• [Reading text]
+ + + + +

Learning Flourishes when Pedagogy
Merges with Content Knowledge.
By Freddie A. Bowles
Posted from Fayetteville, Arkansas
Does expertise in one’s content area guarantee that a teacher can effectively teach that content to students?
Prior to the mid-1980s, teacher educators and other educational professionals most likely would have answered, “Yes.” It was thought then that content knowledge was sufficient for effective teaching. Likewise, if a teacher did not know the content of a particular subject, then it followed that the teacher could not teach the subject effectively. I also believed this. It wasn’t until I was a student in Dr. Mike Wavering’s “PCK” doctoral course that I became convinced that content knowledge was not enough to teach for learning.
A simple Venn diagram represents this concept nicely. The circle of Pedagogy and the circle of Content Knowledge intersect to create the region (union) of Pedagogical Content Knowledge. Successful teachers make this connection in their classrooms whether they know about PCK or not.
For many of us, the PCK connection reveals itself in one of those "ah-hah" moments when the positive signs of learning become immediately apparent. The teacher tries an activity or strategy, and then watches as students’ faces glow and heads nod in a burst of positive energy. Voila! We actually see learning happen.
A moment’s reflection shows us that PCK is not a new aspect of teaching, but now it has an academic identity, and a name that makes good sense to students of educational theory.
In the 1980s, researchers at the National Center for Research on Teacher Learning (NCRTL) found that subject-matter knowledge on the part of the teacher did not guarantee student learning (Ball, 1988; McDiarmid, Ball, & Anderson, 1989). A shift in thinking began to occur as researchers took into consideration the holistic context of the teacher-learner symbiosis.

+ + + + +

• [Available data]
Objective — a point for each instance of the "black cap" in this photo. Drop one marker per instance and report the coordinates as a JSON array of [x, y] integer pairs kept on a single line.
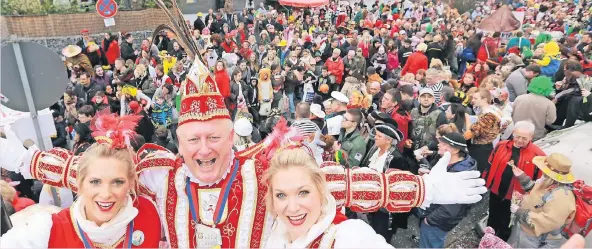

+ + + + +

• [Work to do]
In the text on pedagogical content knowledge, what did researchers at the National Center for Research on Teacher Learning find in the 1980s?

• [Final result]
They found that a teacher's subject-matter knowledge did not guarantee student learning.